Okuma parçasına göre şu üç ifadenin doğru olup olmadığını lütfen belirtin; her biri için evet ya da hayır yazın ve parçadaki belirleyici sözleri değiştirmeden alıntılayın.
1. Yazar, GSBASKET forumuna yeni katılmış bir üyedir.
2. Yazara göre erkek basketbol takımı bu sezon beklenenin üstünde bir sezon geçirmiştir.
3. Yazar, bu başarının Galatasaray adını taşıyan bir takım için yeterli olduğunu düşünür.

Okuma Parçası:
----------------

Merhaba değerli arkadaşlar,
Uzun zamandır GSBASKET forumunun çok eski bir üyesiyim aslında. Çoğunuz beni bilmiyorsunuz ama eskiler beni tanır. Eskisi kadar forumlarla ilgilenemediğimi fark ettim. Düşüncelerimi sizlerle paylaşmak istedim.
Biliyorsunuz ki bu sezon erkek basketbol takımımız beklediğimizin çok çok üstünde harika bir sezon geçirdi. Yıllardır böyle bir başarıya hasret kalmıştık. Özellikle benim jenerasyonum ve bizden sonraki nesillerin hiç alışık olmadığı bir başarıydı. Ancak bu GALATASARAY adını taşıyan bir takım için yeterli başarımı? Elbette hayır. Bizim çok daha iyi yerlere gelmemiz lazım. Ama onun için bazı şeyleri doğru yapmamız lazım.
Fenerbahçe Ülker son yılların basketbolda en gözde takımı konumunda. Peki bu durum nasıl oluştu? Geçmişi birazcık hatırlatmak isterim.

----------------

Verilen Veriler:
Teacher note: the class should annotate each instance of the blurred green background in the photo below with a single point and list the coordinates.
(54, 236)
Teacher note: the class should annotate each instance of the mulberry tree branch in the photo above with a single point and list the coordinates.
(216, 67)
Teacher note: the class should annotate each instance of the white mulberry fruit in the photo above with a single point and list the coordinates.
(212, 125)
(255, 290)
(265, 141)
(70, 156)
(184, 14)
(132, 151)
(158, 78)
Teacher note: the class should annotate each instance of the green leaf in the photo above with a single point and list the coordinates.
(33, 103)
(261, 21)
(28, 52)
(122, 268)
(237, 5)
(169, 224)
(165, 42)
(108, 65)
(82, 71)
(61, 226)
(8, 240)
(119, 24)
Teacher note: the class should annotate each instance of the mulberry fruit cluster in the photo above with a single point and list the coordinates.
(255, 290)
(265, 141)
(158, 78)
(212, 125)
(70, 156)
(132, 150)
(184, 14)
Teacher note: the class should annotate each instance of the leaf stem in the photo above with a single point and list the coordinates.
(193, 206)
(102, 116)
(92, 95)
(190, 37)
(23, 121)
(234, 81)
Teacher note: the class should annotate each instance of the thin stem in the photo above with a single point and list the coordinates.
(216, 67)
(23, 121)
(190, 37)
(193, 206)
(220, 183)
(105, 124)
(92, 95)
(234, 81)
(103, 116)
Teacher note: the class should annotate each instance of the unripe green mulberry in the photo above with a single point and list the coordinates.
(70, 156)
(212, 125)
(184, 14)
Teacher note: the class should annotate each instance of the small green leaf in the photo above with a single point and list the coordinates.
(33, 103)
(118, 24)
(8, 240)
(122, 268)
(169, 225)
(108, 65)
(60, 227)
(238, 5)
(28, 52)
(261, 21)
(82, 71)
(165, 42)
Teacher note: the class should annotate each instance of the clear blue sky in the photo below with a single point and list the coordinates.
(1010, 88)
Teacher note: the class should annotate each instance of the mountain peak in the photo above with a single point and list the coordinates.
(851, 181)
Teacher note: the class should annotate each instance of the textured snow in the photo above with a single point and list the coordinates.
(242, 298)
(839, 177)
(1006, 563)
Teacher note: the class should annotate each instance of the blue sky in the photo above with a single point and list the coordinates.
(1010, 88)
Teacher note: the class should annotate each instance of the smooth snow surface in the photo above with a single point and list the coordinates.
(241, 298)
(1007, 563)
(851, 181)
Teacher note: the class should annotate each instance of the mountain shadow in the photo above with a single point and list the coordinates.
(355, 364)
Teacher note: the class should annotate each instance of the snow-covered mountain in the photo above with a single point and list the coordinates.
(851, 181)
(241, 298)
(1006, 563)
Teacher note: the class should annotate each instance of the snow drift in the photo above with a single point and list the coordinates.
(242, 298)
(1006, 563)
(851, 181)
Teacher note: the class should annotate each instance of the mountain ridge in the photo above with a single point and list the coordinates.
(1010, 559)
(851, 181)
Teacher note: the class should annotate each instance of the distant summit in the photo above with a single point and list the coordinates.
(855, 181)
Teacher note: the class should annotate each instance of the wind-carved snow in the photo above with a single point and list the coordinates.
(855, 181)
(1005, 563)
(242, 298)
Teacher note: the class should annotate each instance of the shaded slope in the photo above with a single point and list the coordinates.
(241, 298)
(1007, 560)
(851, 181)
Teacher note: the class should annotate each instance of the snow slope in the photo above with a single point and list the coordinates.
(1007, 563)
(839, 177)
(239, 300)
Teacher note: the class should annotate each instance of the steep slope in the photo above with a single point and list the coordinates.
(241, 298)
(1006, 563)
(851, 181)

----------------

Göreve Yanıt:
1. Hayır: "GSBASKET forumunun çok eski bir üyesiyim aslında."
2. Evet: "bu sezon erkek basketbol takımımız beklediğimizin çok çok üstünde harika bir sezon geçirdi."
3. Hayır: "Ancak bu GALATASARAY adını taşıyan bir takım için yeterli başarımı? Elbette hayır."